Count the lines below that contain the string "moored", matching case exactly, and give only the number.

Location identification items:
○ ○ ○ ○
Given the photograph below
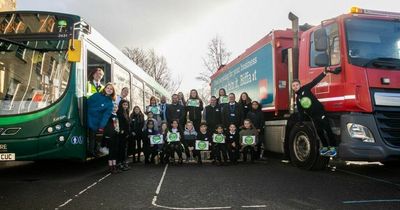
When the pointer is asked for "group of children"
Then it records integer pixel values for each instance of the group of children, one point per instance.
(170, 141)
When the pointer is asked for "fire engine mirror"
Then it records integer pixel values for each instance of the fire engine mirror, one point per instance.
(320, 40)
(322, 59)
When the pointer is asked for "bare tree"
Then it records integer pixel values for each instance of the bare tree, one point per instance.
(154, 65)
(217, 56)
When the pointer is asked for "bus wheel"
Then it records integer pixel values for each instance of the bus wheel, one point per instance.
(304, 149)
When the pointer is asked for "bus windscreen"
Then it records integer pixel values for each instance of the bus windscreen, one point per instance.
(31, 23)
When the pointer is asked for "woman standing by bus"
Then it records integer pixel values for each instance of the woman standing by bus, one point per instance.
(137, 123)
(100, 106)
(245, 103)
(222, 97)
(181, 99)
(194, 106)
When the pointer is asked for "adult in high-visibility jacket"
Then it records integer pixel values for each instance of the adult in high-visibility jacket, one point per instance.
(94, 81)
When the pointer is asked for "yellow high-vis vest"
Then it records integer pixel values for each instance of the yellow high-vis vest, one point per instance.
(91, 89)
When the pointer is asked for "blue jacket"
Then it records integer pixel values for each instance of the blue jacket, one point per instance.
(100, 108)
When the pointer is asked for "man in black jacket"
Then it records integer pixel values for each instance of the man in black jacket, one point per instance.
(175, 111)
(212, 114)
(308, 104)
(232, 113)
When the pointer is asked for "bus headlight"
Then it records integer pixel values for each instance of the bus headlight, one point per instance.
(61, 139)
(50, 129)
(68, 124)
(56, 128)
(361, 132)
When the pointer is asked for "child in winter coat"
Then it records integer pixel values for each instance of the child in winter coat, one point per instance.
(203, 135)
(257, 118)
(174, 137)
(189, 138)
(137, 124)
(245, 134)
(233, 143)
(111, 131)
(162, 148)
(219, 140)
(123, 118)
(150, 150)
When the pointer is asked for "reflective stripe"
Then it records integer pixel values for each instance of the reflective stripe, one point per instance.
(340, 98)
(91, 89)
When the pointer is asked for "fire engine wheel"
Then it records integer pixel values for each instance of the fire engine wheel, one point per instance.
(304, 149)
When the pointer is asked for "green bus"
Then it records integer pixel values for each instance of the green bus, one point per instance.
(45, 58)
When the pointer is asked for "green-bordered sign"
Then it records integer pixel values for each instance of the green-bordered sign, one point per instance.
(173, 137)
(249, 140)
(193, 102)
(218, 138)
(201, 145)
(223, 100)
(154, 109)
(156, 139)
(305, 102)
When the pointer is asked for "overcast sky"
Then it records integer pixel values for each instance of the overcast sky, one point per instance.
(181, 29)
○ ○ ○ ○
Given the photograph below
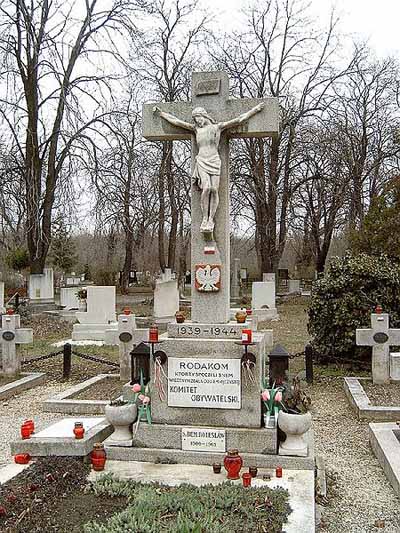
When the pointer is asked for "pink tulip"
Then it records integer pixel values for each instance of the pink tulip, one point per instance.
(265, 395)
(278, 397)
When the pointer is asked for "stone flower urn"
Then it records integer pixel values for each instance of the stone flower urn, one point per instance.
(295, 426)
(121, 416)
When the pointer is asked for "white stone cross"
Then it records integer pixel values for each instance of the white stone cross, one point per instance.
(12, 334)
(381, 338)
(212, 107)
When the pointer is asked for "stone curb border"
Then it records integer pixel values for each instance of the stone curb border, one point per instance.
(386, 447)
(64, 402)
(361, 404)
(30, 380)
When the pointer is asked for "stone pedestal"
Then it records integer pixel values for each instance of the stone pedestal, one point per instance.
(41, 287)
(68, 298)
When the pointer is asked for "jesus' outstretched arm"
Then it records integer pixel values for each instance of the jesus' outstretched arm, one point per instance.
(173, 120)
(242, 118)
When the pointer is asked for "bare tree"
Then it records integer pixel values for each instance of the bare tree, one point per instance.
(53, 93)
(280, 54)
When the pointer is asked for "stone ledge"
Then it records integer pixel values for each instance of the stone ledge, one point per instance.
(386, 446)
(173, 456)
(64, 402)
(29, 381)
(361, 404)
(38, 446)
○ ○ ○ ○
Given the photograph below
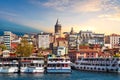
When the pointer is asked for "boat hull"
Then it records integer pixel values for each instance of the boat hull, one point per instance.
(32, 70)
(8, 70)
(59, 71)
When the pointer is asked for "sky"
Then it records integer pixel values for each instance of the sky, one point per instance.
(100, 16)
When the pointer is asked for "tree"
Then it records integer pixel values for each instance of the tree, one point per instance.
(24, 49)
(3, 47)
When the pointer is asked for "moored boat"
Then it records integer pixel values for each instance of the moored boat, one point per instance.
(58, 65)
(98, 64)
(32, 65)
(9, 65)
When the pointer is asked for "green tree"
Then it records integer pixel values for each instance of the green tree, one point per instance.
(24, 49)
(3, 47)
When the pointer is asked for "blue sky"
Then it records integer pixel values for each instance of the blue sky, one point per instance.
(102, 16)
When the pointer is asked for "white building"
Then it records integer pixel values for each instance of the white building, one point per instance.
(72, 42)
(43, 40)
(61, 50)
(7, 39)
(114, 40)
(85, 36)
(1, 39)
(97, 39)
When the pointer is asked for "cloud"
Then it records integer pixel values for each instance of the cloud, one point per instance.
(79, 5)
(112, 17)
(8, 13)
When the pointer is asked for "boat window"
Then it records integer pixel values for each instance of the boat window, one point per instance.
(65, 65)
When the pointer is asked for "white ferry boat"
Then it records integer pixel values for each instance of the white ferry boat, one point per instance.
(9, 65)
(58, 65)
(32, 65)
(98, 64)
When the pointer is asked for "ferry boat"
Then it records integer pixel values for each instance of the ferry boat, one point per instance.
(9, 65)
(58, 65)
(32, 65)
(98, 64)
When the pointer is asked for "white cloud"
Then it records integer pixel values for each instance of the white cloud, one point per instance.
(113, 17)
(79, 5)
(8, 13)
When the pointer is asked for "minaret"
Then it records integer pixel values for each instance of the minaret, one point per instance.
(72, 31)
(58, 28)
○ ○ ○ ○
RESPONSE TO THIS TASK: 2